• [What you have to do]: Below are entries. Copy exactly the lines running from the line that holds "Query: green foliage" to the line that holds "like [(198, 52)].", with both ends included.

• [Stored data entries]:
*** Block opens ***

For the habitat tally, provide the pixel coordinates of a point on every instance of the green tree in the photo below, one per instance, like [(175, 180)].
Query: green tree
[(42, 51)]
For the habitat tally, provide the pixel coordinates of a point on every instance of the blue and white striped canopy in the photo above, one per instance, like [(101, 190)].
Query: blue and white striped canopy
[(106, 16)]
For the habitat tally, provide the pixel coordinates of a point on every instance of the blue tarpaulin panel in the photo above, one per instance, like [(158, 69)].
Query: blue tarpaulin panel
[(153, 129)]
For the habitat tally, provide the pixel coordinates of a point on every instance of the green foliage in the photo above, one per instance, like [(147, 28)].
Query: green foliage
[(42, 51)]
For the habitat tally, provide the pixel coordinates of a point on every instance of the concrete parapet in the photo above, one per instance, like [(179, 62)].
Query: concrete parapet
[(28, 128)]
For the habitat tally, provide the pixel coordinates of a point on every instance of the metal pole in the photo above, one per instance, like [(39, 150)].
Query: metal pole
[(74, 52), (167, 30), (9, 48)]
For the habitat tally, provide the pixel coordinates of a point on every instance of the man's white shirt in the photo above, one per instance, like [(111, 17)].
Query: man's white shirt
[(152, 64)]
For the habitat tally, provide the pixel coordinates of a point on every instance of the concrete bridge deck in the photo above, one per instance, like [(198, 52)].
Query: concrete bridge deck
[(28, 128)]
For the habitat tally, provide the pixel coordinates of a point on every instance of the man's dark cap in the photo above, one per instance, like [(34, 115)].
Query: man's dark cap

*** Block closes ***

• [Response to the exercise]:
Query: green foliage
[(42, 51)]
For the habitat tally, provide the pixel coordinates of a point on every instance of the concrete parapet in the photo above, one per instance, like [(179, 62)].
Query: concrete parapet
[(28, 128)]
For the habitat tally, provide the pixel coordinates of a point on every instance of the metal pole in the photo above, one per instance, like [(39, 150)].
Query: metal pole
[(74, 52), (167, 30), (9, 48)]
For the habitat tally, provide the pixel coordinates of a point on every instance of the man's white shirt in the photo above, one per instance, like [(111, 17)].
Query: man's white shirt
[(152, 64)]
For the habitat tally, provide the pixel coordinates of a point on every instance of the concrete bridge deck in the photo above, one per instance, like [(198, 52)].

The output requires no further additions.